Texto do documento:

Destacando o legado de Azcona na luta contra a exploração sexual infantil no Marajó, a secretária de Cultura do Pará, Úrsula Vidal, publicou:

"Partiu hoje deste plano uma das mais ativas vozes no combate à exploração sexual de crianças e adolescentes no arquipélago do Marajó. Dom José Azcona estava internado em Belém se tratando de um câncer no pâncreas, mas não resistiu, falecendo aos 84 anos de idade. O religioso - homem corajoso e firme em sua luta na Prelazia do Marajó - chegou a ser ameaçado de morte em 2008. Que descanse na paz dos justos e valentes".

A prefeita de Ponta de Pedras, no Marajó, Consuelo Castro, foi mais uma das autoridades a lamentar a morte de Azcona. Ela enfatizou o impacto da vida do religioso na região:

"É com profundo pesar que lamentamos o falecimento de Dom José Luis Azcona, Bispo Emérito do Marajó. Sua dedicação incansável à fé, à justiça e à luta pelos mais necessitados marcou profundamente nossa região e deixou um legado de amor e coragem. Que Deus o acolha em Sua glória eterna e que seu exemplo continue a inspirar a todos nós. Nossas orações e sentimentos aos familiares, amigos e à Diocese do Marajó".

Informações registradas:
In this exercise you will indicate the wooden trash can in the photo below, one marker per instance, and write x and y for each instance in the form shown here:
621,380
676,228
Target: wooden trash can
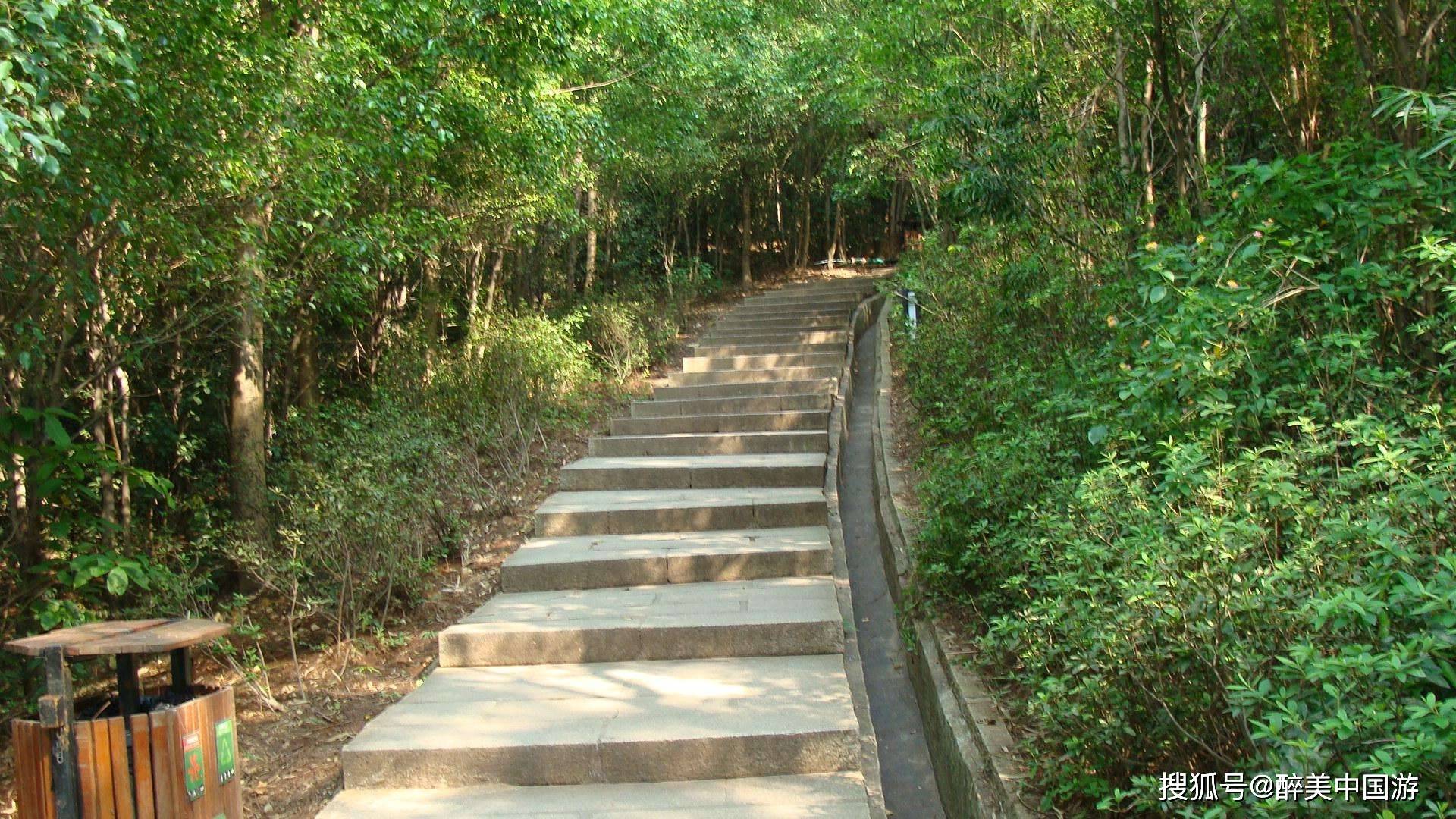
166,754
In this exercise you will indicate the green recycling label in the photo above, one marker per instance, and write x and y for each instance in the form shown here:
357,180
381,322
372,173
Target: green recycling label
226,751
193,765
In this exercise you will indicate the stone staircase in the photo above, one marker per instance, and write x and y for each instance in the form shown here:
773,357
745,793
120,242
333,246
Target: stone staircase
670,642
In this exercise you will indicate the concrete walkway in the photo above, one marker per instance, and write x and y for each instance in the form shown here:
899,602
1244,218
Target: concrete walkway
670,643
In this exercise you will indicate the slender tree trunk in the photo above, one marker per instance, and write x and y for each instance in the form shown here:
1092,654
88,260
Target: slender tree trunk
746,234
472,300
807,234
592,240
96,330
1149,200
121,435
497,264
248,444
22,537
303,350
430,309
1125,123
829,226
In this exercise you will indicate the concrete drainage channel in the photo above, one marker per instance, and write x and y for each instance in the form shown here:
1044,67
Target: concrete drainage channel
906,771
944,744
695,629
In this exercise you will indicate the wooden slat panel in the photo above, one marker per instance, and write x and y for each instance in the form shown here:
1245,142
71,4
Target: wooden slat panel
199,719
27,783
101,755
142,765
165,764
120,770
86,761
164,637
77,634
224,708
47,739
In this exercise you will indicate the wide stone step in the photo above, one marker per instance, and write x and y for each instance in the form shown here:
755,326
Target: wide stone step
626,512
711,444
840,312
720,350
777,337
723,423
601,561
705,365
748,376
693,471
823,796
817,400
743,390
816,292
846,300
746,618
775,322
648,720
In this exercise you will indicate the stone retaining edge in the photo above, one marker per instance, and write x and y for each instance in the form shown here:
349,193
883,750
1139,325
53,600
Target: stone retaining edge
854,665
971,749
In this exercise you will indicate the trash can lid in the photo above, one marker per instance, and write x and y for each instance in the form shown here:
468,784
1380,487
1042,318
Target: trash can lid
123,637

Requisitos do exercício:
**1)** Relacione, na ordem em que aparecem pela primeira vez, todos os nomes de lugares geográficos citados no texto sobre a morte de Dom José Azcona, sem incluir instituições religiosas.
**2)** Prossiga com o texto sobre a morte de Dom José Azcona, começando logo após a última frase apresentada.

Respostas esperadas:
**1)** Marajó, Pará, Belém, Ponta de Pedras

**2)**
O deputado federal Delegado Éder Mauro também escreveu: "O Marajó perdeu seu grande defensor. Dom Azcona nos deixa, mas o trabalho em defesa da região, principalmente das crianças e dos adolescentes, é um legado para todos nós e deve ser ampliado e fortalecido. Que Deus o receba".

A Assembleia Legislativa do Estado do Pará (Alepa) lamentou a morte de Dom Azcona.

“Lamentamos profundamente o falecimento do Bispo Emérito do Marajó, Dom José Luís Azcona. O líder religioso tinha 84 anos e tratava um câncer no pâncreas diagnosticado este ano. Dom José Luís Azcona era um religioso espanhol da Ordem dos Agostinianos Recoletos. Foi bispo da prelazia do Marajó de 1987 a 2016 e, mesmo após sua renúncia, continuava vivendo na ilha. Nossos sentimentos a parentes, amigos e a todos que admiravam o trabalho de Dom José Luís Azcona”, escreveu em uma publicação nas redes sociais.

O advogado Jarbas Vasconcelos do Carmo, membro honorário vitalício da OAB e ex presidente da Ordem dos Advogados do Brasil - Seção Pará também se manifestou nas redes sociais após a morte de Dom Azcona.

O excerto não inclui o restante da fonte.